Jeff Passan, for ESPN:

An MIT-educated physics professor at the University of Michigan for seven years, [Aaron] Leanhardt left academia for athletics specifically to solve these sorts of problems. And as he spoke with more players, the framework of a solution began to reveal itself. With strikeouts at an all-time high, hitters wanted to counter that by making more contact. And the easiest way to do so, Leanhardt surmised, was to increase the size of the barrel on their bat.

Elongating the barrel – the fat part of the bat that generates the hardest and most contact – sounded great in theory. Doing so in practice, though, would increase the weight of the bat and slow down swing speed, negating the gains a larger sweet spot would provide. […]

The creation of the bowling pin bat (also known as the torpedo bat) optimizes the most important tool in baseball by redistributing weight from the end of the bat toward the area 6 to 7 inches below its tip, where major league players typically strike the ball. Doing so takes an apparatus that for generations has looked the same and gives it a fun-house-mirror makeover, with the fat part of the bat more toward the handle and the end tapering toward a smaller diameter, like a bowling pin.

There was much controversy about these bats over the weekend, certainly because this story involves the Yankees. But, these bats are entirely within the letter and the spirit of MLB’s bat regulations. I love seeing clever innovations in such an old game.

March 27, 2025

MLB.tv’s Opening Day Loss

Alex Andrejev, for The Athletic:

Many baseball fans took to social media Thursday to report issues streaming Opening Day games on MLB.TV. Fans shared various accounts on X of encountering error messages while trying to watch games, with the issue lasting at least an hour during the early slate.

In my experience it lasted way longer than an hour. This was so disappointing! I couldn’t even finish watching the Orioles 12–2 win over the Blue Jays today it was so glitchy.

Not a good sign as more teams choose to have MLB.tv produce and stream games this year.

March 24, 2025

AI Labyrinth

Interesting new feature from Cloudflare:

[We’ve] also seen an explosion of new crawlers used by AI companies to scrape data for model training. AI Crawlers generate more than 50 billion requests to the Cloudflare network every day, or just under 1% of all web requests we see. […]

[W]e have found that blocking malicious bots can alert the attacker that you are on to them, leading to a shift in approach, and a never-ending arms race. So, we wanted to create a new way to thwart these unwanted bots, without letting them know they’ve been thwarted.

[Excerpts from a pointing dataset]
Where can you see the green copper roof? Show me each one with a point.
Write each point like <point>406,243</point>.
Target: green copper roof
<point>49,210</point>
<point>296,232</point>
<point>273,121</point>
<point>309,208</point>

Stated problem: Extend the blog posts on baseball and Cloudflare, picking up right after their final sentence. The records are separate material and have no connection to the text.

Solved exercise:
To do this, we decided to use a new offensive tool in the bot creator’s toolset that we haven’t really seen used defensively: AI-generated content. When we detect unauthorized crawling, rather than blocking the request, we will link to a series of AI-generated pages that are convincing enough to entice a crawler to traverse them. But while real looking, this content is not actually the content of the site we are protecting, so the crawler wastes time and resources.

I’m not sure if this is a good thing or not, but seems like a very clever idea to combat the problem.

March 24, 2025

Artifact and Yahoo News

Steven Levy writing for Wired:

One of [Yahoo CEO] Lanzone’s canniest AI moves was acquiring Artifact, the AI-powered news aggregator created by Instagram cofounders Kevin Systrom and Mike Krieger. When the pair decided it would not become a viable business, they announced its closure and Lanzone was among multiple suitors vying for the underlying technology. It became the centerpiece of the homepage that Yahoo relaunched earlier this year. “Instead of incorporating their technology into our product, we did it the other way,” Lanzone says. “Essentially Yahoo News is now Artifact.” Systrom approves. “We partnered with Yahoo because they made a strong offer, but also because they planned on deploying our hard work to many millions of people,” he says.

Interesting update from Yahoo on its acquisition of Artifact last year.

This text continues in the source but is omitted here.